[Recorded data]
▬▬▬▬▬▬

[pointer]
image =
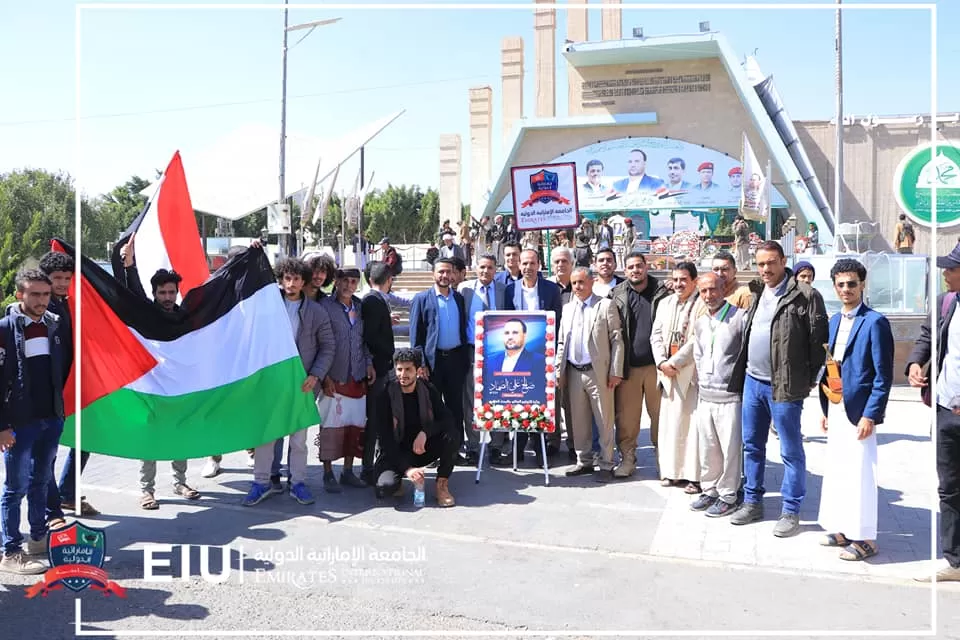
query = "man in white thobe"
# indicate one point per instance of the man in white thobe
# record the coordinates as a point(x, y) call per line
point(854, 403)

▬▬▬▬▬▬

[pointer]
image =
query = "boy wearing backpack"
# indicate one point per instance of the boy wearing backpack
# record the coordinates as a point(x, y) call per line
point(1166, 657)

▬▬▬▬▬▬

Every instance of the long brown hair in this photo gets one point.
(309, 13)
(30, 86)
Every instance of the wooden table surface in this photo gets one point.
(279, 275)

▬▬▬▬▬▬

◆ Work item ◆
Find each line in the data above with the word "wearing", then copy it.

◆ Exercise solution ◆
query = "boy wearing backpack"
# indicate one point per instance of the boy wearing backpack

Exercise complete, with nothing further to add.